▶ _Document excerpt_

==============================

Reputation: 2781
I need to remove words from a string based on a set of words:
Words I want to remove:
DE DA DAS DO DOS AN NAS NO NOS EM E A AS O OS AO AOS P LDA AND
If I receive a string like:
EDIT: This string is already "cleaned" from any symbols
THIS IS AN AMAZING WEBSITE AND LAYOUT
The result should be:
THIS IS AMAZING WEBSITE LAYOUT
So far I have:
public static string StringWordsRemove(string stringToClean, string wordsToRemove)
{
string[] splitWords = wordsToRemove.Split(new Char[] { ' ' });
string pattern = "";
foreach (string word in splitWords)
{
pattern = @"\b" + word + "\b";
stringToClean = Regex.Replace(stringToClean, pattern, "");
}
return stringToClean;
}
But it's not removing the words, any idea?
I don't know if I'm using the most eficient way to do it, maybe put the words in a array just to avoid spliting them all the time?
Thanks
Upvotes: 6
Views: 20089
Reputation: 35716
how about,
// make a pattern to match all words
var pattern = string.Format(
@"\b({0})\b",
string.Join("|", wordsToremove.Split(new[] { ' ' })));
// pattern will be of the form "\b(badword1|badword2|...)\b"
// remove all the bad words from the string in one go.
var cleanString = Regex.Replace(stringToClean, pattern, string.Empty);
// normalise the white space in the string (one space at a time)
var normalisedString = Regex.Replace(cleanString, @"\s+", " ");
The first line makes a pattern that matches any of the words to remove. The second line replaces them all at once which saves needless iteration. The third line normalises the white space in the string.
Upvotes: 0
Reputation: 3558
private static List<string> wordsToRemove =
"DE DA DAS DO DOS AN NAS NO NOS EM E A AS O OS AO AOS P LDA AND".Split(' ').ToList();
public static string StringWordsRemove(string stringToClean)
{
return string.Join(" ", stringToClean.Split(' ').Except(wordsToRemove));
}
Modification to handle punctuations:
public static string StringWordsRemove(string stringToClean)
{
// Define how to tokenize the input string, i.e. space only or punctuations also
return string.Join(" ", stringToClean
.Split(new[] { ' ', ',', '.', '?', '!' }, StringSplitOptions.RemoveEmptyEntries)
.Except(wordsToRemove));
}
Upvotes: 9
Reputation: 840
Or...
stringToClean = Regex.Replace(stringToClean, @"\bDE\b|\bDA\b|\bDAS\b|\bDO\b|\bDOS\b|\bAN\b|\bNAS\b|\bNO\b|\bNOS\b|\bEM\b|\bE\b|\bA\b|\bAS\b|\bO\b|\bOS\b|\bAO\b|\bAOS\b|\bP\b|\bLDA\b|\bAND\b", String.Empty);
stringToClean = Regex.Replace(stringToClean, " ", String.Empty);
Upvotes: 0
Reputation: 4352
Output you get "THIS IS AMAZING WEBSITE LAYOUT".

==============================

▶ _Provided records_
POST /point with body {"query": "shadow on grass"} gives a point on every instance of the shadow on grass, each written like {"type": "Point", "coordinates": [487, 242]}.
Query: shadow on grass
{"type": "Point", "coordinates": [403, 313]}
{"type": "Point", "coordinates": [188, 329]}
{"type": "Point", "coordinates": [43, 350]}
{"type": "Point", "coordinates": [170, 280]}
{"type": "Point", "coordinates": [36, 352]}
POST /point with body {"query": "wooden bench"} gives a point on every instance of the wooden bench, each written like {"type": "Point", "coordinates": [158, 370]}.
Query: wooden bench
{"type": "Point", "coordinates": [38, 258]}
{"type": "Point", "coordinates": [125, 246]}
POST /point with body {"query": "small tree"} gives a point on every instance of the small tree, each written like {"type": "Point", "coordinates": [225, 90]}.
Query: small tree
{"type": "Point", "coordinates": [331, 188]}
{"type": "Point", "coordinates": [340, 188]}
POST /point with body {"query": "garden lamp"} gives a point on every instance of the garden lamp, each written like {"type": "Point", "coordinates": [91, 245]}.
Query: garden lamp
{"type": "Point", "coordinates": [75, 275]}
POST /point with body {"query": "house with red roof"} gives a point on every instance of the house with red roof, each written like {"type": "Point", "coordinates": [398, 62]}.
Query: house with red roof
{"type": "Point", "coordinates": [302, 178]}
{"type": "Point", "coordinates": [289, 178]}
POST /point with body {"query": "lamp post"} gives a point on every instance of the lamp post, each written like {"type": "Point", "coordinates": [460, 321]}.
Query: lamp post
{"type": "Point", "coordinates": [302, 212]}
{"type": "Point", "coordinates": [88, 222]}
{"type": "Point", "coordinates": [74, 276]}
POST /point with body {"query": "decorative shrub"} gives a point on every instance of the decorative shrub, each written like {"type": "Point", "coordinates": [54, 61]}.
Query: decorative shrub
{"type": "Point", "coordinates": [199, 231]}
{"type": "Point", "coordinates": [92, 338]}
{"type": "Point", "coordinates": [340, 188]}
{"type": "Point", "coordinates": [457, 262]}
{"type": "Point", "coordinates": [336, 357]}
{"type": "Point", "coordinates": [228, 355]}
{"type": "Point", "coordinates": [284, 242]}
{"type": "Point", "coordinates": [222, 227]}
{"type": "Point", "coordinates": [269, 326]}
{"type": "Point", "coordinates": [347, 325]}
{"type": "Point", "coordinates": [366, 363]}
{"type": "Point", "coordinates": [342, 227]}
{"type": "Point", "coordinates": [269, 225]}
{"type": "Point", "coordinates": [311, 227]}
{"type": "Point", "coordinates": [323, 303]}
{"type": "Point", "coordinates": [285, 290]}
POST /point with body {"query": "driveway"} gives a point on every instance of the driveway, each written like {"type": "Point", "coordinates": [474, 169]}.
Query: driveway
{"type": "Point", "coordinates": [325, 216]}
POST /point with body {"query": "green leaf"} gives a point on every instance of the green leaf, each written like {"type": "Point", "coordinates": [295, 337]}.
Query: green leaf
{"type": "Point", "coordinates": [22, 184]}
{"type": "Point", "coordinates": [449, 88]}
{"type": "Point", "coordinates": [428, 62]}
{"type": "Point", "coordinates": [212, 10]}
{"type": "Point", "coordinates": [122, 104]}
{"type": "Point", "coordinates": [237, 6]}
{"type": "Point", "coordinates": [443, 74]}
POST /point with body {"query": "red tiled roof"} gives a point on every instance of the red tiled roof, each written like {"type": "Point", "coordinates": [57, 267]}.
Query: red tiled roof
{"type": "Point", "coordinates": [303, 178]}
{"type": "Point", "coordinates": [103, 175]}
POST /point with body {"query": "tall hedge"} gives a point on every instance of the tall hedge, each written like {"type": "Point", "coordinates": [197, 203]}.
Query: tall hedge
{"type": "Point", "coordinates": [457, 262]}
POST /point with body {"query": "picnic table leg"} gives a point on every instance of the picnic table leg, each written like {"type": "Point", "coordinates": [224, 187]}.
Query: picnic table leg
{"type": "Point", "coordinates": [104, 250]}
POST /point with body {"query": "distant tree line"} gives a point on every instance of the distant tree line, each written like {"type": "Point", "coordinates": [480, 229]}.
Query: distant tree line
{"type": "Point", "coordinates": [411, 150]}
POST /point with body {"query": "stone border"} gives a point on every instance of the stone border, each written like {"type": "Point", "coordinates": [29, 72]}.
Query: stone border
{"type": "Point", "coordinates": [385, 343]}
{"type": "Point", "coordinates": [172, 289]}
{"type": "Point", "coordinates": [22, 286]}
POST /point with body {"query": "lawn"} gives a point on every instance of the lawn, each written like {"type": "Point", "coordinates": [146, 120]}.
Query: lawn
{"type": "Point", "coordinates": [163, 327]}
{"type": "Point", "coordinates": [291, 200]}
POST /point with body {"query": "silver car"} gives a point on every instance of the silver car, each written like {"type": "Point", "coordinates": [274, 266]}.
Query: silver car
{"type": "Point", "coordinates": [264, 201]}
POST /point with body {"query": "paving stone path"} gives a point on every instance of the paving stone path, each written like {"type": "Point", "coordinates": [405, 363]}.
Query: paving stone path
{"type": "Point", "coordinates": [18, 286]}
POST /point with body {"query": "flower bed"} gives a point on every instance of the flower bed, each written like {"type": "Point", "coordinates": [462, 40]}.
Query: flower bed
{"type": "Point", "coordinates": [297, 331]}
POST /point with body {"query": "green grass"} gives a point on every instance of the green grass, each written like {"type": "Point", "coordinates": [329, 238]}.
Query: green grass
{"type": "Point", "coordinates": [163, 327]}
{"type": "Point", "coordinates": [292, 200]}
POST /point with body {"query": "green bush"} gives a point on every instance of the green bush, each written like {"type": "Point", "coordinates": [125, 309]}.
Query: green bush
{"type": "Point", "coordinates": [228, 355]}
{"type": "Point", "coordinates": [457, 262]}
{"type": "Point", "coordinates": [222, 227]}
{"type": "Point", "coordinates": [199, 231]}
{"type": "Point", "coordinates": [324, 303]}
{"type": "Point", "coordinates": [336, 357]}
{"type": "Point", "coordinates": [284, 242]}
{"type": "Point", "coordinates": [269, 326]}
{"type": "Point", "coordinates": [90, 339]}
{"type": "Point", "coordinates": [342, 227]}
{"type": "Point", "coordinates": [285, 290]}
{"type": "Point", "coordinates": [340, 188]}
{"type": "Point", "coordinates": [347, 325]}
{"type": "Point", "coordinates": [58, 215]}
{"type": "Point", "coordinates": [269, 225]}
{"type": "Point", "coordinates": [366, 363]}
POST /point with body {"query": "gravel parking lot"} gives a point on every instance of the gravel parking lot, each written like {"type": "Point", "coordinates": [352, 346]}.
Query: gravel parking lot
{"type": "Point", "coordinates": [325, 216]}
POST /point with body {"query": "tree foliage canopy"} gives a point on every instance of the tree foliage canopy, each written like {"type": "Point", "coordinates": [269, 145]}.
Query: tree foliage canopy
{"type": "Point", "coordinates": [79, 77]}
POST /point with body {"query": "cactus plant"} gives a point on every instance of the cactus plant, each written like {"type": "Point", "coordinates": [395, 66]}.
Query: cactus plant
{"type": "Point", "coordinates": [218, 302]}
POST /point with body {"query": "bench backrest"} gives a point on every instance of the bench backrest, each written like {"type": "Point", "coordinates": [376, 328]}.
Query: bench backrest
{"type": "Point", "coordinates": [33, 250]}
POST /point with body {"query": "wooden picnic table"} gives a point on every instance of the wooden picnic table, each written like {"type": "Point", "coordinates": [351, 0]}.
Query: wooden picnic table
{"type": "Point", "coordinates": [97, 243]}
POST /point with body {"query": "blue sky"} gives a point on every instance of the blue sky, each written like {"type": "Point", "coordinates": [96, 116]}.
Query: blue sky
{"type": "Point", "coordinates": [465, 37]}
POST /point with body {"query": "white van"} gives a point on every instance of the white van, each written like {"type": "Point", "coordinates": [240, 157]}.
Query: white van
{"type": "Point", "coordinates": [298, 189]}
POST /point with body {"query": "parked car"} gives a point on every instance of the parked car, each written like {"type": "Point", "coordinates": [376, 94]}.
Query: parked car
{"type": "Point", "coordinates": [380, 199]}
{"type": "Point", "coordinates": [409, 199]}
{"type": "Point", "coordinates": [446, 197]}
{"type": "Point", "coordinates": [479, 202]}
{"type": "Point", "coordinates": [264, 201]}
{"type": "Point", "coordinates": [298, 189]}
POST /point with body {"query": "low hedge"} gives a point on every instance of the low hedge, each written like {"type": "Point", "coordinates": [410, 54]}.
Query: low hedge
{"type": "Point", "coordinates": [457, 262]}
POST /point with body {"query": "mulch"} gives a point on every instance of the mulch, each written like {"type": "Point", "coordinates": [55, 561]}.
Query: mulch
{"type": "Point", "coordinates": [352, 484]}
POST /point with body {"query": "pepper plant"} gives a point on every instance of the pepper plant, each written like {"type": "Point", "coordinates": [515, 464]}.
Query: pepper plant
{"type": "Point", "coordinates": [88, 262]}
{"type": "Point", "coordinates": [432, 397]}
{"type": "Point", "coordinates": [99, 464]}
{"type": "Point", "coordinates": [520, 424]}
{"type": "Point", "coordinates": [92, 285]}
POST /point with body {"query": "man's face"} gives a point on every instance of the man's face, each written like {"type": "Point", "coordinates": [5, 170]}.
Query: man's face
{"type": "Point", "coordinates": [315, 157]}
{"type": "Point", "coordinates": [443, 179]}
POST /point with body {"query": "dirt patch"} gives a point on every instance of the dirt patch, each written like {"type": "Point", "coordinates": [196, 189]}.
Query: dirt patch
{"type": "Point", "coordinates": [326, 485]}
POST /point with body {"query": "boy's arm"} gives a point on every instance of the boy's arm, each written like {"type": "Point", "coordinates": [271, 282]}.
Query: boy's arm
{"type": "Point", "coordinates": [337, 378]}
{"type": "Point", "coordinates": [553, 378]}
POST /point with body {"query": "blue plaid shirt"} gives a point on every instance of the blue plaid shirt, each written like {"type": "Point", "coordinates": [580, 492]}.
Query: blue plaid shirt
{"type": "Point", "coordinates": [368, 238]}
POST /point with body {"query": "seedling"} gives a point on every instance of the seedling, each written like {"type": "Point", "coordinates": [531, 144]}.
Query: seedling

==============================

▶ _Set problem 1_
In the forum thread about removing a set of words from a string:
(a) What result does the original poster want from the input "THIS IS AN AMAZING WEBSITE AND LAYOUT"?
(b) How many upvotes does the reply that uses Except with a word list have?
(c) In the reply that builds one combined pattern, which regular expression is used to normalize the white space?
▶ _Set problem 2_
Write the next part of the forum thread about removing a set of words from a string, starting after its final line.

▶ _Result 1_
(a) THIS IS AMAZING WEBSITE LAYOUT
(b) 9
(c) \s+, replaced with a single space

▶ _Result 2_
I was getting an issue where by it was leaving the word "D" (so it was THIS IS AN AMAZING WEBSITE D LAYOUT) in the result because if you use replace it replaces only a certain part of the word. This removed the entire word if the characters you defined are detected (I imagine this is what you want?).
string[] tabooWords = "DE DA DAS DO DOS AN NAS NO NOS EM E A AS O OS AO AOS P LDA AND".Split(' ');
string text = "THIS IS AN AMAZING WEBSITE AND LAYOUT";
string result = text;
foreach (string word in text.Split(' '))
{
if (tabooWords.Contains(word.ToUpper()))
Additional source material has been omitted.